In the records below, locate the line containing "Keypoint placement rule: for each instance of the sunlit", then extract it and all following lines exactly, ending with the last line.

* ENTRIES PROVIDED
•••
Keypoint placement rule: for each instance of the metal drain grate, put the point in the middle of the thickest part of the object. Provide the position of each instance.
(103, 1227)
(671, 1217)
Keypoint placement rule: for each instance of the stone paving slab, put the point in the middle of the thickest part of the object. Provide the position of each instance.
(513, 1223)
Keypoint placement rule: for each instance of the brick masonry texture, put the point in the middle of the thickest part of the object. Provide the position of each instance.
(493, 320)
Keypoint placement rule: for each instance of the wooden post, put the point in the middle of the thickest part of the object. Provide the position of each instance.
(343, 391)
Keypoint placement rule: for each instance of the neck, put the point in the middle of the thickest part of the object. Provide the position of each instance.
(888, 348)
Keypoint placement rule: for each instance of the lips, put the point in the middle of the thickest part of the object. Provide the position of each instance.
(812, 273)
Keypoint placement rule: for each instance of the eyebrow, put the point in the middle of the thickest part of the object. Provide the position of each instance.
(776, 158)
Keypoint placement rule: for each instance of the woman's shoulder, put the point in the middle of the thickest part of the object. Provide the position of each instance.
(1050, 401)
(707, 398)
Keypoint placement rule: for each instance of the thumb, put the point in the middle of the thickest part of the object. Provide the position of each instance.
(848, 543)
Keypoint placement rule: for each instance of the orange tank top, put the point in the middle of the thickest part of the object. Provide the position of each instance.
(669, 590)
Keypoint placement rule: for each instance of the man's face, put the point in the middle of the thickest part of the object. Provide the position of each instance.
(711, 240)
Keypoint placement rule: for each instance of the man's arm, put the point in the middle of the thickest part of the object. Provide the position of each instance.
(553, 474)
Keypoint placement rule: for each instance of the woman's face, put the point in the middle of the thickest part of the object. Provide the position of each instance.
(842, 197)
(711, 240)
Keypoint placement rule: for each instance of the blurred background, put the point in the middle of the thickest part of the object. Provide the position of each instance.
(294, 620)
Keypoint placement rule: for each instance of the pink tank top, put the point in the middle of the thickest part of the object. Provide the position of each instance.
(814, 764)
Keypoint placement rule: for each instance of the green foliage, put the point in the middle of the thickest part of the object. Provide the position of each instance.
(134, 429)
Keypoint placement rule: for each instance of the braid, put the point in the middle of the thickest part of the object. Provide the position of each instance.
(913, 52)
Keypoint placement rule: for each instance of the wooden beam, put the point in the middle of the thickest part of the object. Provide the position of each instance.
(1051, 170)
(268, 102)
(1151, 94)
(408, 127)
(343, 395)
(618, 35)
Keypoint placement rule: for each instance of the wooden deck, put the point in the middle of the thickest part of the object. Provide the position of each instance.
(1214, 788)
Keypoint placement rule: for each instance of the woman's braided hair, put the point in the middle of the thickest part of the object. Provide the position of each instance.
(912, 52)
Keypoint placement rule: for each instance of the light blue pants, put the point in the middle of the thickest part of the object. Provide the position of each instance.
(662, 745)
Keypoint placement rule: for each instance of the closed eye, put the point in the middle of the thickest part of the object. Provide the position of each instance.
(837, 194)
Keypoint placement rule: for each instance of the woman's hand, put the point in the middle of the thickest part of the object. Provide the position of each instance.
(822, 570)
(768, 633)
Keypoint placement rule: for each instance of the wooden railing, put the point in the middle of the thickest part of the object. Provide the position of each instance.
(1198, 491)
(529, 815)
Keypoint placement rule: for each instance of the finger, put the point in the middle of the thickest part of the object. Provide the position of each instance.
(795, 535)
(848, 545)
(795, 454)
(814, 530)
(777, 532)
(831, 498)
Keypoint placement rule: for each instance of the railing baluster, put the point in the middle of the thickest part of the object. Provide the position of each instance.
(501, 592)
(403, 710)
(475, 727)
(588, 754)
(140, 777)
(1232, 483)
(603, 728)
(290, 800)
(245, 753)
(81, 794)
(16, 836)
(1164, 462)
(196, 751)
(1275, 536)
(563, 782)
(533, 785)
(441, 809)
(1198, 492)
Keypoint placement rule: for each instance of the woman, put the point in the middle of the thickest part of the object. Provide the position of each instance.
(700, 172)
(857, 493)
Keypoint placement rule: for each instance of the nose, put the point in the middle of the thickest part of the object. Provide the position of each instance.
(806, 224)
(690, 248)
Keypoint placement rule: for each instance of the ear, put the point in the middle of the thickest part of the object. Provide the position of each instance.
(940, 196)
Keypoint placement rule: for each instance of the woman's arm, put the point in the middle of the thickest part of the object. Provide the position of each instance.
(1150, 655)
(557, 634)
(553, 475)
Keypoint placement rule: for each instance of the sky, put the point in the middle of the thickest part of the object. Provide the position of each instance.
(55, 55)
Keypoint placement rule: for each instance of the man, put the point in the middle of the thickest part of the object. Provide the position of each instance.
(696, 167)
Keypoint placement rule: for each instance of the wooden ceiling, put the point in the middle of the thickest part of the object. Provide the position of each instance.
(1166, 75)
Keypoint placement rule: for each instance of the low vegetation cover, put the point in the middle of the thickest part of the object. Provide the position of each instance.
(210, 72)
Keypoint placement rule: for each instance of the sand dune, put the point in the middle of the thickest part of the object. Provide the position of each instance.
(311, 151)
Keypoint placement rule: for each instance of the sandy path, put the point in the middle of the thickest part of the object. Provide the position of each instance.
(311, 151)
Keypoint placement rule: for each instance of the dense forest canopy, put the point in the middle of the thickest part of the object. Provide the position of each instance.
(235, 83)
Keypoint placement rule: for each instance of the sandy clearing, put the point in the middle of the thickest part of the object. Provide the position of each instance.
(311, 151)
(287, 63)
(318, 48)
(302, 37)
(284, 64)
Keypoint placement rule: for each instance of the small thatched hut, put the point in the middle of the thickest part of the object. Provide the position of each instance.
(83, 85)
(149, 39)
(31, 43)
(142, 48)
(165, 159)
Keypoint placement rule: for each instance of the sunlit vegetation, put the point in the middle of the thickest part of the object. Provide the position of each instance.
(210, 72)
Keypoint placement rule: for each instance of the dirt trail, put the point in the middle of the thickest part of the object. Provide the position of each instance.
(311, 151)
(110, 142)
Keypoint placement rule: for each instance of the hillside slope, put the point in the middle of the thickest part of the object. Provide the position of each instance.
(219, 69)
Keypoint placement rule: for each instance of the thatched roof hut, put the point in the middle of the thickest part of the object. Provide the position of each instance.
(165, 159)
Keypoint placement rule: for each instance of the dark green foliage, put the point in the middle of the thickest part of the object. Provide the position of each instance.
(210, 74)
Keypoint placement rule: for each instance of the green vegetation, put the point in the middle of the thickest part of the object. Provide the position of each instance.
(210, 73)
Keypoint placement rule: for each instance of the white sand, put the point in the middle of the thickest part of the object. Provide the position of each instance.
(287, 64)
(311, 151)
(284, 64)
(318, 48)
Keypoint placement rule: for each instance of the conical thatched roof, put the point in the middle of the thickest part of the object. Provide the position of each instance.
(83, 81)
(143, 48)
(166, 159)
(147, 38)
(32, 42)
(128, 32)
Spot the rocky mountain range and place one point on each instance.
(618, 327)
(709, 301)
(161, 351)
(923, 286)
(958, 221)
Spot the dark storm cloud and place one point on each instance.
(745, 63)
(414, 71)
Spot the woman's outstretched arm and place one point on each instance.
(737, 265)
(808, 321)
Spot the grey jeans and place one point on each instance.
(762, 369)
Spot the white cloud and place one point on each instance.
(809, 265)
•••
* FINAL RESULT
Keypoint placement rule: for each instance of the sunlit vegetation, put the point in the middle of the thickest part of the object. Provide the position of each instance.
(210, 72)
Keypoint placement rule: for each instance of the dirt trail, put the point in the middle of the thickest part of the object. Provide the position of each instance.
(311, 151)
(110, 142)
Keypoint placement rule: for each instance of the hillside slope, put the point in the middle of the thickest part of the object. Provide the position of each instance.
(219, 69)
Keypoint placement rule: for each instance of the thatched roof hut, put the point in the middle of the thickest part of the object. Provide the position of each instance.
(165, 159)
Keypoint placement rule: for each instance of the dark green foliage, put the point in the middle of the thickest part of the object. Provide the position of each instance.
(210, 74)
Keypoint placement rule: for each instance of the green vegetation, put the point in the middle of the thickest part of the object. Provide the position of each instance.
(210, 73)
Keypoint placement rule: for each instance of the white sand, put the point in the middle of the thickest part of the object. Provide the position of each instance.
(287, 64)
(311, 151)
(284, 64)
(318, 48)
Keypoint placement rule: for each instance of the conical thatched roof, put the point in the middle of the thickest part of the object. Provide the position of each instance.
(83, 81)
(143, 48)
(166, 159)
(147, 38)
(32, 42)
(128, 32)
Spot the rocky mountain range and place one point on each instance.
(618, 327)
(709, 301)
(161, 351)
(923, 286)
(958, 221)
Spot the dark storm cloud and place one point on each instance.
(745, 63)
(414, 71)
Spot the woman's outstretched arm and place one point on each instance.
(737, 265)
(808, 321)
Spot the grey jeans and place one point on each instance.
(762, 369)
Spot the white cloud and place one point on each instance.
(809, 265)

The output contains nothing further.